• Excerpts from location labeling data

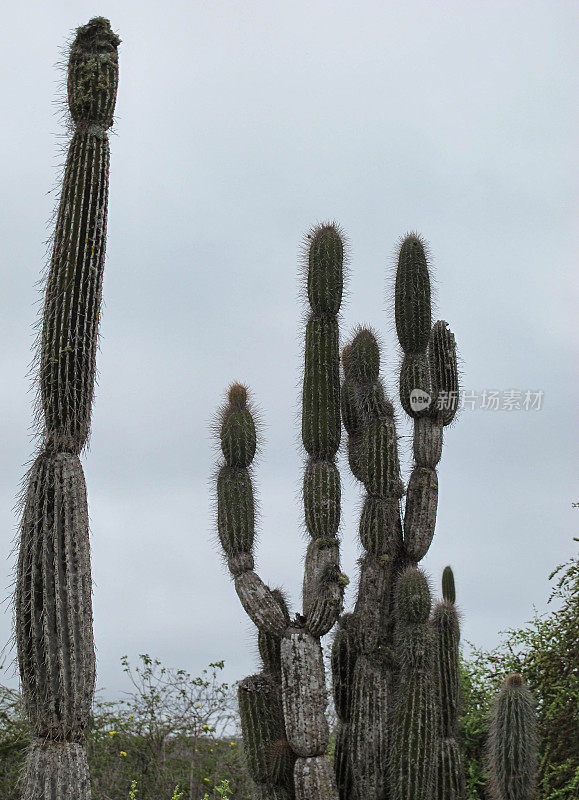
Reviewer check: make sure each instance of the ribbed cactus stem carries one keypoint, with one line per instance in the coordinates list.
(74, 285)
(56, 769)
(269, 758)
(443, 373)
(53, 606)
(448, 587)
(369, 730)
(512, 743)
(412, 296)
(414, 727)
(449, 773)
(53, 600)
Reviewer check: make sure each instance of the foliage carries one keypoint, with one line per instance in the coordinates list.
(545, 652)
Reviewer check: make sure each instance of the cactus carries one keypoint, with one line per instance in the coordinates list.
(512, 742)
(413, 737)
(428, 365)
(290, 649)
(449, 776)
(53, 613)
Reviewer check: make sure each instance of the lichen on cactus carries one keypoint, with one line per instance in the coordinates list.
(53, 611)
(512, 742)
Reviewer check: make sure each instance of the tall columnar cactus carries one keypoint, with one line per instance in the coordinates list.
(512, 743)
(414, 723)
(368, 417)
(53, 609)
(429, 394)
(293, 645)
(449, 783)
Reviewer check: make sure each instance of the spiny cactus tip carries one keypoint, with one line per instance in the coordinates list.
(237, 395)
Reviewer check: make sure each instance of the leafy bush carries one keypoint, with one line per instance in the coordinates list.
(545, 651)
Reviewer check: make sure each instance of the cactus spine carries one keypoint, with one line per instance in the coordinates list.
(53, 612)
(290, 650)
(512, 743)
(449, 783)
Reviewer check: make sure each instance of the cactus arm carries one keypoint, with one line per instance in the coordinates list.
(413, 744)
(512, 743)
(369, 421)
(449, 780)
(74, 284)
(53, 608)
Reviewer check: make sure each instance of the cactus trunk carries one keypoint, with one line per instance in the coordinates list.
(53, 608)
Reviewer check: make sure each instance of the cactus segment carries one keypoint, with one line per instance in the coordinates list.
(372, 606)
(342, 766)
(325, 270)
(414, 729)
(93, 74)
(269, 645)
(55, 769)
(361, 358)
(314, 778)
(304, 695)
(413, 599)
(427, 442)
(415, 386)
(369, 728)
(321, 427)
(448, 589)
(420, 514)
(68, 344)
(235, 511)
(449, 782)
(54, 633)
(446, 638)
(238, 437)
(380, 525)
(512, 743)
(322, 493)
(351, 408)
(412, 296)
(268, 760)
(260, 603)
(343, 657)
(380, 463)
(443, 373)
(323, 591)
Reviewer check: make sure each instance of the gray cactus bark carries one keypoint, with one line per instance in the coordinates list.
(53, 609)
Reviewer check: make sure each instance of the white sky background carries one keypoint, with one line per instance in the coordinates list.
(238, 126)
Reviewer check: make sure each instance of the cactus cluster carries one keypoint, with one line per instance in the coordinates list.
(283, 707)
(388, 732)
(53, 611)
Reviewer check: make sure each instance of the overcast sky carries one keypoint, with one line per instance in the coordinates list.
(240, 124)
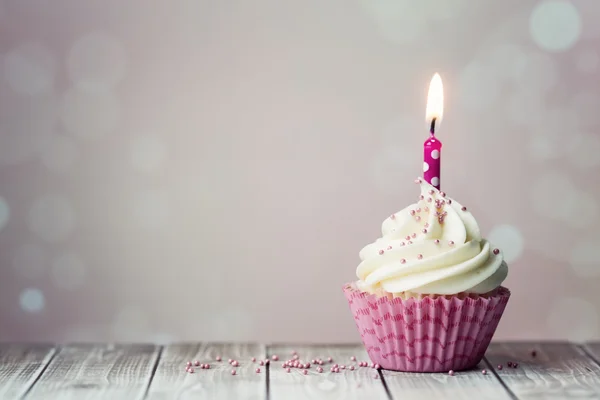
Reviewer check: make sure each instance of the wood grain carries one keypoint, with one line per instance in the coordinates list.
(97, 372)
(558, 370)
(463, 385)
(172, 382)
(20, 366)
(357, 384)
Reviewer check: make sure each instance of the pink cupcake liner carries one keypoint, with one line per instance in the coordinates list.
(428, 334)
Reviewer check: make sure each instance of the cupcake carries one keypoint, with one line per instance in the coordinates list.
(428, 296)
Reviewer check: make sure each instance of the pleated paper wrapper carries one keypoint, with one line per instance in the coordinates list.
(426, 334)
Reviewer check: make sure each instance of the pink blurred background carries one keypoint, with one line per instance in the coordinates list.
(195, 170)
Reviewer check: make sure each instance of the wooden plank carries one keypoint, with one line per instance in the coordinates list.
(347, 384)
(20, 366)
(462, 385)
(97, 372)
(172, 382)
(558, 370)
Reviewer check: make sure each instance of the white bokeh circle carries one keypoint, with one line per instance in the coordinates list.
(148, 153)
(32, 300)
(584, 258)
(509, 239)
(587, 61)
(29, 69)
(151, 209)
(59, 153)
(29, 261)
(68, 271)
(555, 25)
(97, 61)
(90, 114)
(574, 319)
(4, 213)
(52, 218)
(478, 86)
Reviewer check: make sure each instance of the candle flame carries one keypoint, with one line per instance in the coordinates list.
(435, 100)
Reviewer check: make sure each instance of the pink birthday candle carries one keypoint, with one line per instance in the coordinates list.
(432, 148)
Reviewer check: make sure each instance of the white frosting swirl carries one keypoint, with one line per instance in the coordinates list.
(431, 247)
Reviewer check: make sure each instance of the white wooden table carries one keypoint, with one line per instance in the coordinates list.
(146, 371)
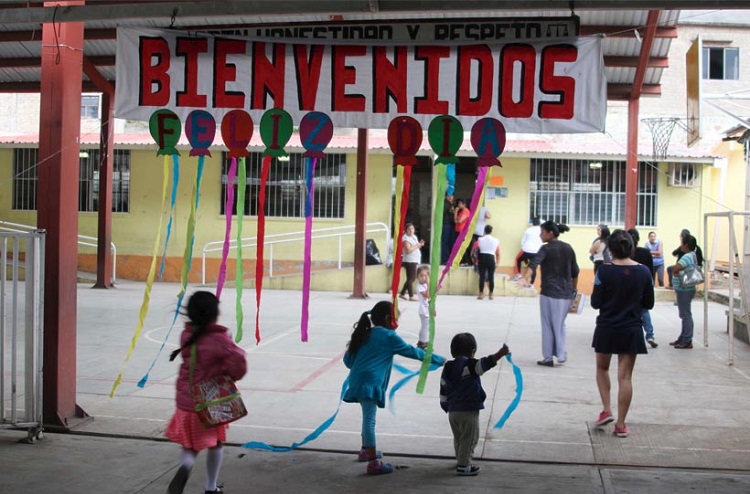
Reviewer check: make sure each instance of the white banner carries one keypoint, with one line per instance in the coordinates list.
(531, 87)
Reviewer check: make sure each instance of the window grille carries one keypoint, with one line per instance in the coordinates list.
(25, 180)
(721, 63)
(286, 190)
(90, 106)
(583, 192)
(88, 182)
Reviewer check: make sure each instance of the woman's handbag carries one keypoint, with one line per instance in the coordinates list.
(217, 400)
(691, 276)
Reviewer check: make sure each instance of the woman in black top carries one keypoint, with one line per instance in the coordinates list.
(621, 291)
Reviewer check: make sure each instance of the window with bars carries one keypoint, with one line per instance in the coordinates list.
(25, 180)
(88, 182)
(286, 190)
(584, 192)
(721, 63)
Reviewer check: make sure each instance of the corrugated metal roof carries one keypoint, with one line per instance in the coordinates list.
(616, 23)
(596, 146)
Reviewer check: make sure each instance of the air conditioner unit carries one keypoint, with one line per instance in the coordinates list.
(683, 175)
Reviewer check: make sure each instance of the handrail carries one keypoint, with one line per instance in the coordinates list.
(282, 238)
(82, 240)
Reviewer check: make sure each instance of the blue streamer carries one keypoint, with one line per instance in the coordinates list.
(181, 296)
(410, 374)
(519, 391)
(312, 436)
(175, 181)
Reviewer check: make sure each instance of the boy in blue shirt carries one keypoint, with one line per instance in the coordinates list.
(462, 396)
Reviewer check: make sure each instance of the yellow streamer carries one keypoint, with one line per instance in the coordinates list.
(396, 223)
(149, 281)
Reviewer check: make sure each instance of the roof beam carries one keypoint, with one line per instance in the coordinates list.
(25, 62)
(647, 43)
(623, 92)
(24, 14)
(653, 62)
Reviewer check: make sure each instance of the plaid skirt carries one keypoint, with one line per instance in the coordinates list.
(187, 430)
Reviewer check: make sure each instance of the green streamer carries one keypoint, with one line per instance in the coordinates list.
(239, 274)
(437, 228)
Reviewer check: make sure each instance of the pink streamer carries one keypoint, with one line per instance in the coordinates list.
(306, 265)
(228, 208)
(481, 177)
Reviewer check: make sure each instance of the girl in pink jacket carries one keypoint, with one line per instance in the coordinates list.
(217, 355)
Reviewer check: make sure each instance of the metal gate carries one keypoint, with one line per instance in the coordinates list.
(21, 330)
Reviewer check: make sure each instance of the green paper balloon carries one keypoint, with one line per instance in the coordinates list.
(276, 128)
(165, 128)
(445, 134)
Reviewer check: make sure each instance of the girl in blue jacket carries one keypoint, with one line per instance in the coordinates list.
(369, 357)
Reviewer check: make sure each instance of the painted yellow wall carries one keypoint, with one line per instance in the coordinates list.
(134, 232)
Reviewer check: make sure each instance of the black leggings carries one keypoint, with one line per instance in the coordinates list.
(411, 275)
(487, 271)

• To do
Rewrite the lines above as a Markdown table with a "No." column numbering each row and an "Entry" column holding the line, skipping any blank lines. Omit the pictures from your answer.

• Result of the exercise
| No. | Entry |
|---|---|
| 1 | Reviewer check: make sure each instance of the ribbed cactus stem carries one keypoint, with one line per instance in the coordinates list. |
| 2 | (74, 285) |
| 3 | (56, 769) |
| 4 | (269, 758) |
| 5 | (443, 373) |
| 6 | (53, 606) |
| 7 | (448, 587) |
| 8 | (369, 730) |
| 9 | (512, 743) |
| 10 | (412, 296) |
| 11 | (414, 727) |
| 12 | (449, 773) |
| 13 | (53, 600) |
| 14 | Reviewer check: make sure each instance of the foliage carries one keypoint, with one line per instance in the coordinates list. |
| 15 | (545, 652) |
| 16 | Reviewer check: make sure each instance of the cactus carries one keypoint, with one line per instance in the coordinates list. |
| 17 | (512, 742) |
| 18 | (413, 737) |
| 19 | (428, 365) |
| 20 | (290, 649) |
| 21 | (449, 776) |
| 22 | (53, 613) |
| 23 | Reviewer check: make sure each instance of the lichen on cactus carries one keypoint, with one line per instance in the coordinates list. |
| 24 | (53, 611) |
| 25 | (512, 742) |
| 26 | Reviewer check: make sure each instance of the tall columnar cactus carries one keypoint, with one line per instance in the coordinates list. |
| 27 | (512, 743) |
| 28 | (414, 723) |
| 29 | (368, 417) |
| 30 | (53, 609) |
| 31 | (429, 394) |
| 32 | (293, 645) |
| 33 | (449, 783) |
| 34 | Reviewer check: make sure each instance of the spiny cactus tip carries one keypoint, with one line per instance in the coordinates list. |
| 35 | (237, 395) |
| 36 | Reviewer check: make sure each instance of the leafy bush carries one keypoint, with one line per instance in the coordinates list. |
| 37 | (545, 651) |
| 38 | Reviewer check: make sure each instance of the cactus spine carries one keypoint, with one line per instance in the coordinates list. |
| 39 | (53, 612) |
| 40 | (290, 650) |
| 41 | (512, 743) |
| 42 | (449, 783) |
| 43 | Reviewer check: make sure each instance of the cactus arm carries one keypoint, with one line per instance in the coordinates list. |
| 44 | (413, 744) |
| 45 | (512, 743) |
| 46 | (369, 421) |
| 47 | (449, 780) |
| 48 | (74, 284) |
| 49 | (53, 608) |
| 50 | Reviewer check: make sure each instance of the cactus trunk carries one keypoint, with one line per instance in the coordinates list. |
| 51 | (53, 608) |
| 52 | Reviewer check: make sure each instance of the cactus segment carries one keypoint, with one line per instance in the coordinates list. |
| 53 | (372, 606) |
| 54 | (342, 766) |
| 55 | (325, 270) |
| 56 | (414, 729) |
| 57 | (93, 74) |
| 58 | (269, 645) |
| 59 | (55, 769) |
| 60 | (361, 358) |
| 61 | (314, 778) |
| 62 | (304, 695) |
| 63 | (413, 599) |
| 64 | (427, 442) |
| 65 | (415, 386) |
| 66 | (369, 728) |
| 67 | (321, 427) |
| 68 | (448, 589) |
| 69 | (420, 514) |
| 70 | (68, 344) |
| 71 | (235, 511) |
| 72 | (449, 782) |
| 73 | (54, 633) |
| 74 | (446, 638) |
| 75 | (238, 437) |
| 76 | (380, 525) |
| 77 | (512, 743) |
| 78 | (322, 493) |
| 79 | (351, 408) |
| 80 | (412, 296) |
| 81 | (268, 760) |
| 82 | (260, 603) |
| 83 | (343, 657) |
| 84 | (380, 463) |
| 85 | (443, 373) |
| 86 | (323, 591) |
| 87 | Reviewer check: make sure each instance of the gray cactus bark carries one keypoint, with one line per instance in the coordinates list. |
| 88 | (53, 609) |
| 89 | Reviewer check: make sure each instance of the white sky background carries one keypoint, with one line per instance in the coordinates list. |
| 90 | (238, 126) |
| 91 | Reviewer check: make sure each instance of the cactus cluster carries one keypoint, with one line per instance in the coordinates list. |
| 92 | (283, 707) |
| 93 | (388, 732) |
| 94 | (53, 611) |
| 95 | Reviewer check: make sure each instance of the overcast sky carries one keypoint, with one line per instance in the coordinates list. |
| 96 | (240, 124) |
| 97 | Reviewer check: make sure each instance of the wood grain carries one keypoint, with one line per instance in the coordinates list. |
| 98 | (97, 372) |
| 99 | (558, 370) |
| 100 | (463, 385) |
| 101 | (172, 382) |
| 102 | (20, 366) |
| 103 | (357, 384) |
| 104 | Reviewer check: make sure each instance of the pink cupcake liner carries one keypoint, with one line per instance in the coordinates list. |
| 105 | (428, 334) |
| 106 | Reviewer check: make sure each instance of the cupcake carries one keypoint, with one line per instance in the coordinates list. |
| 107 | (428, 296) |
| 108 | Reviewer check: make sure each instance of the pleated paper wrapper carries one keypoint, with one line per instance in the coordinates list. |
| 109 | (426, 334) |
| 110 | Reviewer check: make sure each instance of the pink blurred background carries one keypoint, with one line per instance in the coordinates list. |
| 111 | (195, 170) |
| 112 | Reviewer check: make sure each instance of the wooden plank carries one keypoint, with one line per instance in the coordinates list. |
| 113 | (347, 384) |
| 114 | (20, 366) |
| 115 | (462, 385) |
| 116 | (97, 372) |
| 117 | (172, 382) |
| 118 | (558, 370) |
| 119 | Reviewer check: make sure each instance of the white bokeh circle carries one keypoint, with one line per instance in the coordinates list. |
| 120 | (148, 153) |
| 121 | (32, 300) |
| 122 | (584, 258) |
| 123 | (509, 239) |
| 124 | (587, 61) |
| 125 | (29, 69) |
| 126 | (151, 209) |
| 127 | (59, 153) |
| 128 | (29, 261) |
| 129 | (68, 271) |
| 130 | (555, 25) |
| 131 | (97, 61) |
| 132 | (90, 114) |
| 133 | (574, 319) |
| 134 | (4, 213) |
| 135 | (52, 218) |
| 136 | (478, 86) |
| 137 | Reviewer check: make sure each instance of the candle flame carries one keypoint, with one line per instance in the coordinates list. |
| 138 | (435, 100) |
| 139 | Reviewer check: make sure each instance of the pink birthday candle carries one keypoint, with one line per instance in the coordinates list. |
| 140 | (432, 148) |
| 141 | Reviewer check: make sure each instance of the white frosting swirl carries one keypoint, with one line per instance in the coordinates list. |
| 142 | (431, 247) |
| 143 | Reviewer check: make sure each instance of the white wooden table carries one keypoint, with one line per instance in the coordinates list. |
| 144 | (146, 371) |
| 145 | Reviewer check: make sure each instance of the white banner carries one keypoint, with one line per instance in the coordinates list. |
| 146 | (531, 87) |
| 147 | Reviewer check: make sure each instance of the window grille carries one keypoint, with one line per instance in the coordinates list. |
| 148 | (25, 180) |
| 149 | (721, 63) |
| 150 | (286, 190) |
| 151 | (90, 106) |
| 152 | (583, 192) |
| 153 | (88, 182) |
| 154 | Reviewer check: make sure each instance of the woman's handbag carries one keypoint, with one line per instance in the coordinates list. |
| 155 | (217, 400) |
| 156 | (691, 276) |
| 157 | Reviewer check: make sure each instance of the woman in black top carries one keypoint, with one line per instance in the coordinates list. |
| 158 | (621, 291) |
| 159 | Reviewer check: make sure each instance of the window with bars carries one keypoint, with one line per instance in the coordinates list. |
| 160 | (25, 180) |
| 161 | (88, 182) |
| 162 | (286, 190) |
| 163 | (584, 192) |
| 164 | (721, 63) |
| 165 | Reviewer check: make sure each instance of the corrugated metal roof carries one keypoint, with one line per instance in the coordinates list. |
| 166 | (616, 23) |
| 167 | (596, 146) |
| 168 | Reviewer check: make sure each instance of the air conditioner unit carries one keypoint, with one line per instance in the coordinates list. |
| 169 | (683, 175) |
| 170 | Reviewer check: make sure each instance of the handrail carries one keypoint, with one line per instance in the coordinates list. |
| 171 | (282, 238) |
| 172 | (82, 240) |
| 173 | Reviewer check: make sure each instance of the blue streamer carries one keypoint, with one line per instance in the coordinates list. |
| 174 | (181, 296) |
| 175 | (410, 374) |
| 176 | (519, 391) |
| 177 | (312, 436) |
| 178 | (175, 181) |
| 179 | Reviewer check: make sure each instance of the boy in blue shirt carries one keypoint, with one line per instance in the coordinates list. |
| 180 | (462, 396) |
| 181 | Reviewer check: make sure each instance of the yellow streamer carries one keypoint, with one line per instance in the coordinates list. |
| 182 | (396, 223) |
| 183 | (149, 281) |
| 184 | Reviewer check: make sure each instance of the roof beam carries one keypoint, with one line per instance in the coordinates list. |
| 185 | (25, 62) |
| 186 | (647, 43) |
| 187 | (623, 92) |
| 188 | (24, 14) |
| 189 | (653, 62) |
| 190 | Reviewer check: make sure each instance of the plaid skirt carries one keypoint, with one line per instance in the coordinates list. |
| 191 | (187, 430) |
| 192 | Reviewer check: make sure each instance of the green streamer carries one keypoint, with one line per instance in the coordinates list. |
| 193 | (239, 274) |
| 194 | (437, 228) |
| 195 | Reviewer check: make sure each instance of the pink streamer carries one keypoint, with one line per instance in the coordinates list. |
| 196 | (306, 265) |
| 197 | (228, 208) |
| 198 | (481, 177) |
| 199 | Reviewer check: make sure each instance of the girl in pink jacket carries one keypoint, with one line per instance in the coordinates list. |
| 200 | (217, 355) |
| 201 | Reviewer check: make sure each instance of the metal gate carries one keypoint, with one line per instance in the coordinates list. |
| 202 | (21, 330) |
| 203 | Reviewer check: make sure each instance of the green paper balloon carries one keypoint, with one line per instance in the coordinates list. |
| 204 | (276, 128) |
| 205 | (165, 128) |
| 206 | (445, 134) |
| 207 | Reviewer check: make sure each instance of the girl in blue jacket carries one keypoint, with one line per instance in the coordinates list. |
| 208 | (369, 357) |
| 209 | Reviewer check: make sure each instance of the painted yellow wall carries one keypoint, with one line per instance in the coordinates list. |
| 210 | (134, 232) |
| 211 | Reviewer check: make sure each instance of the black leggings carries one keypoint, with one line per instance in the coordinates list. |
| 212 | (411, 275) |
| 213 | (487, 271) |